▶ **Text to read**
About

Professor Christine Schwöbel-Patel is co-Director of the Centre for Critical Legal Studies at Warwick Law School. She is the author of two monographs Marketing Global Justice (CUP 2021) and Global Constitutionalism in International Legal Perspective (Brill 2011) and editor of Critical Approaches to International Criminal Law: An Introduction (Routledge 2014). Christine’s current research projects focus on the themes of aesthetics and international justice, imperial rentier capitalism in the green transition, and trials of rupture. Rosa Luxemburg’s work and influence runs like a red line through her research and pedagogy. Christine has won two competitive stipendiary fellowships for her work on the international law of the green transition: An Alexander von Humboldt Fellowship for Experienced Researchers (2022-2023) and a Leverhulme Research Fellowship (2023-2024).

▶ **Directive A**
Set down the part of the About section that opens with the words containing "Professor Christine Schwöbel-Patel" and closes with "Research Fellowship (2023-2024).", copying it word for word.
The entries below have no connection to the About section.

▶ **Data**
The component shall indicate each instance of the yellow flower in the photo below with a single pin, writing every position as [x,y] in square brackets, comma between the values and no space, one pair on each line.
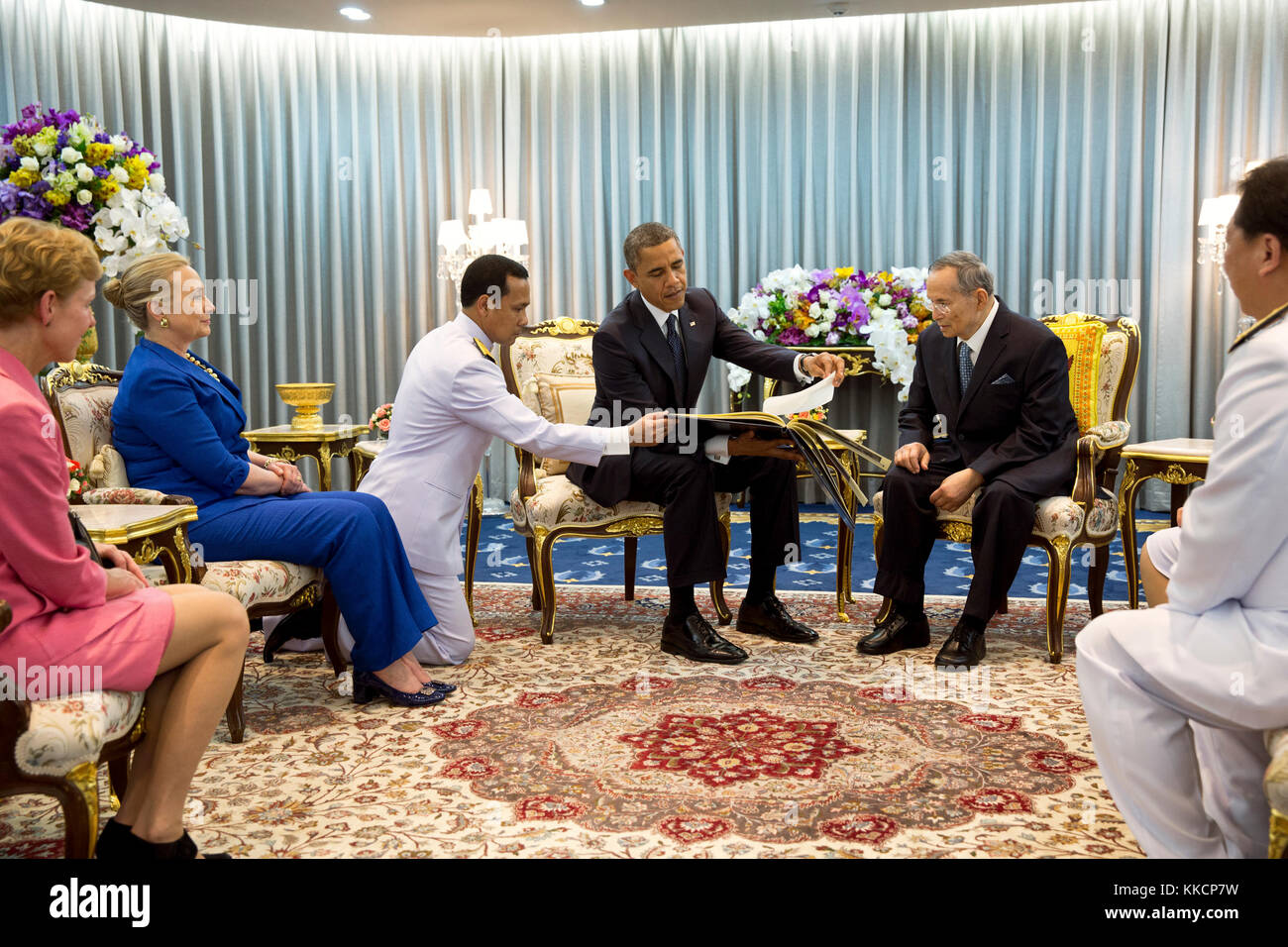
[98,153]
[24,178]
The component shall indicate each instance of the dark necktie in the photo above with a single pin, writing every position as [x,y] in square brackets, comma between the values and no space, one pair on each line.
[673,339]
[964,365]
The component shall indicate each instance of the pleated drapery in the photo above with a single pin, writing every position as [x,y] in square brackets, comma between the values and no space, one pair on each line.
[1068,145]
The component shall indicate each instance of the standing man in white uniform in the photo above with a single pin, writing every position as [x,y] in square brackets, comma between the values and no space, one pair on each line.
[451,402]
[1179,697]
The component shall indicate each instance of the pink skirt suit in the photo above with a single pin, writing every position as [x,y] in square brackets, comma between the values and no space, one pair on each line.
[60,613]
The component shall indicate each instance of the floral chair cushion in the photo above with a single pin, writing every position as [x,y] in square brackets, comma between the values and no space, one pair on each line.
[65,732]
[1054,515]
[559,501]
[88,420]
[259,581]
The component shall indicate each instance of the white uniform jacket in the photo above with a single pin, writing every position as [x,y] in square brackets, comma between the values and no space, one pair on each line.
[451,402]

▶ **Directive B**
Output the entries from the line containing "The component shall indicate each instance of the standing" through the end of the entries as a two-column CSV with the columns instruction and points, one row per entry. Put each entry's text and its answer in a single quoted field each, replacing line breaks with spaces.

▶ **Expected answer A**
Professor Christine Schwöbel-Patel is co-Director of the Centre for Critical Legal Studies at Warwick Law School. She is the author of two monographs Marketing Global Justice (CUP 2021) and Global Constitutionalism in International Legal Perspective (Brill 2011) and editor of Critical Approaches to International Criminal Law: An Introduction (Routledge 2014). Christine’s current research projects focus on the themes of aesthetics and international justice, imperial rentier capitalism in the green transition, and trials of rupture. Rosa Luxemburg’s work and influence runs like a red line through her research and pedagogy. Christine has won two competitive stipendiary fellowships for her work on the international law of the green transition: An Alexander von Humboldt Fellowship for Experienced Researchers (2022-2023) and a Leverhulme Research Fellowship (2023-2024).

▶ **Expected answer B**
instruction,points
"The component shall indicate each instance of the standing man in white uniform in the photo above with a single pin, writing every position as [x,y] in square brackets, comma between the values and no space, one pair on each line.","[451,402] [1179,697]"
"The component shall indicate each instance of the pink skirt suit in the photo above with a single pin, writing every position as [x,y] in square brackets, comma between the values and no space, one pair on each line.","[60,613]"
"The component shall indicate each instance of the floral chair cushion in the photo above with a single pin, writing every position as [x,y] in square brackets, comma between the values and no space, one pair on each line.","[65,732] [1054,515] [559,501] [88,420] [259,581]"
"The component shall indicate each instance of the white uniform jacket in the photo above with a single pin, writing every position as [x,y] in square brackets, comma between the values and no space, one pair on each line.","[451,402]"